Dolby Pro Logic II was not developed by Dolby. It was created by Jim Fosgate at Harman International using 6-Axis active matrix processing. Dolby licensed the technology and rebranded it. Over 300 million devices shipped with it. (Audioholics, 2022)
The Anti-Competitive Episode
In the mid-2010s, Dolby mandated that "native Dolby Atmos content shall NOT be up-mixed [...] by any 3rd party competitor upmixer." Xperi (DTS's parent company) publicly characterized this as "anti-competitive, anti-consumer, and a blatant abuse of Dolby's industry position." The European Commission opened an inquiry. Dolby withdrew the restrictions. (Audioholics, 2023)
The implication is unambiguous: Dolby spent five decades building its business on upmixing, then attempted to use its market position to prevent competitors from doing the same.
4. Dolby Atmos Rendering Is Upmixing — By Definition
This is the central argument of this article.

Data rows:

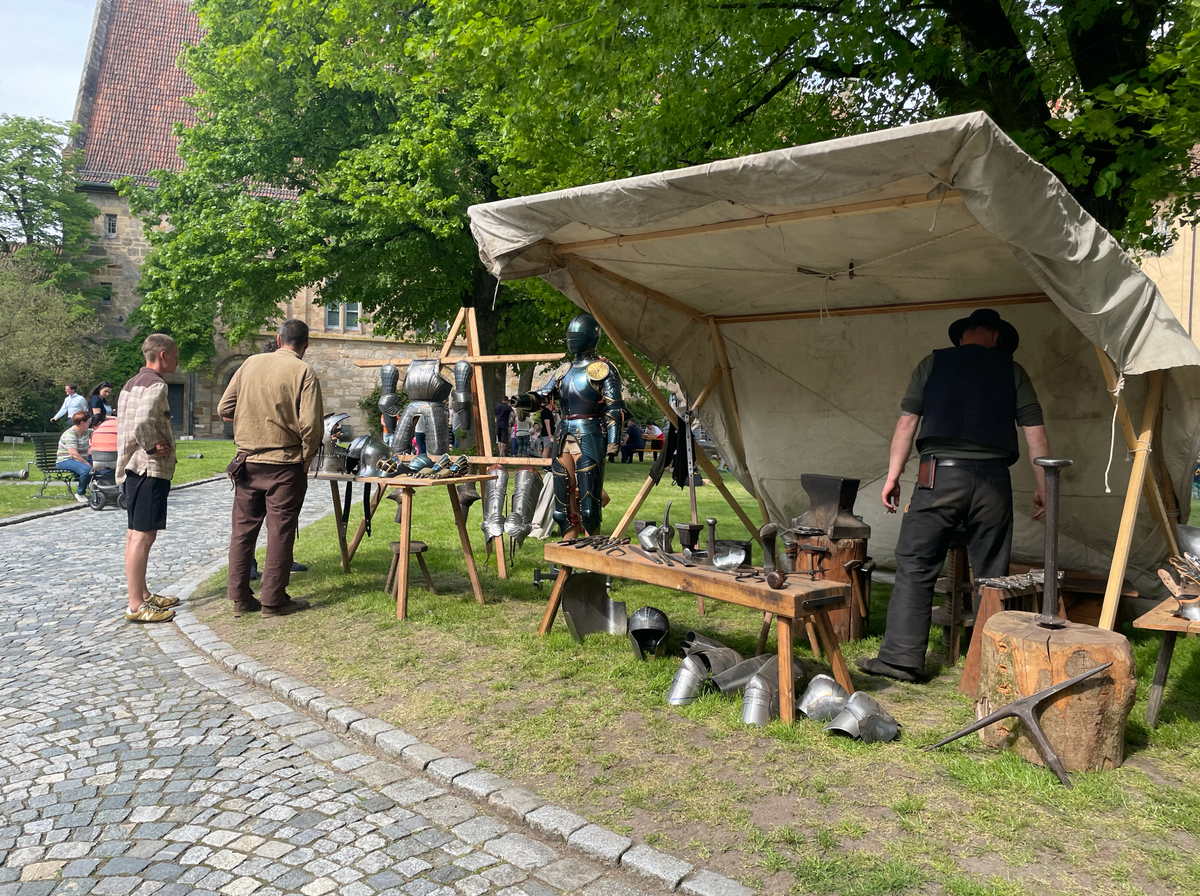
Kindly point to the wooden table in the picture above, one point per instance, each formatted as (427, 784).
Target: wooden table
(1163, 619)
(407, 486)
(801, 600)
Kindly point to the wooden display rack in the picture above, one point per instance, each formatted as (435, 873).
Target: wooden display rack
(465, 324)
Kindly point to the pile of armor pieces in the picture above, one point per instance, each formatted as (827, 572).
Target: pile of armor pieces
(709, 665)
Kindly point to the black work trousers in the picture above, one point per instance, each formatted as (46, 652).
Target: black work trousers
(979, 495)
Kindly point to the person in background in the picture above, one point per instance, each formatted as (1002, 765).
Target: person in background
(274, 402)
(72, 403)
(634, 442)
(145, 463)
(99, 406)
(503, 425)
(72, 452)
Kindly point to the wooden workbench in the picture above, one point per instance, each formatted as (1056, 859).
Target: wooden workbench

To be done:
1. Print the part of the Dolby excerpt between "Dolby Pro Logic" and "doing the same.", inclusive.
2. Output the entries from the line holding "Kindly point to the person" through the final line of the entries, inclusive, repeating each line exactly.
The entries bear no relation to the Dolby excerpt.

Solutions to each task:
1.
Dolby Pro Logic II was not developed by Dolby. It was created by Jim Fosgate at Harman International using 6-Axis active matrix processing. Dolby licensed the technology and rebranded it. Over 300 million devices shipped with it. (Audioholics, 2022)
The Anti-Competitive Episode
In the mid-2010s, Dolby mandated that "native Dolby Atmos content shall NOT be up-mixed [...] by any 3rd party competitor upmixer." Xperi (DTS's parent company) publicly characterized this as "anti-competitive, anti-consumer, and a blatant abuse of Dolby's industry position." The European Commission opened an inquiry. Dolby withdrew the restrictions. (Audioholics, 2023)
The implication is unambiguous: Dolby spent five decades building its business on upmixing, then attempted to use its market position to prevent competitors from doing the same.

2.
Kindly point to the person in background in the picture above, one point per instance, each formatted as (1002, 765).
Target: person in background
(274, 402)
(72, 403)
(634, 442)
(145, 463)
(99, 406)
(503, 425)
(72, 452)
Kindly point to the wooden workbench in the picture above, one point per instance, each formatted as (1056, 859).
Target: wooden workbench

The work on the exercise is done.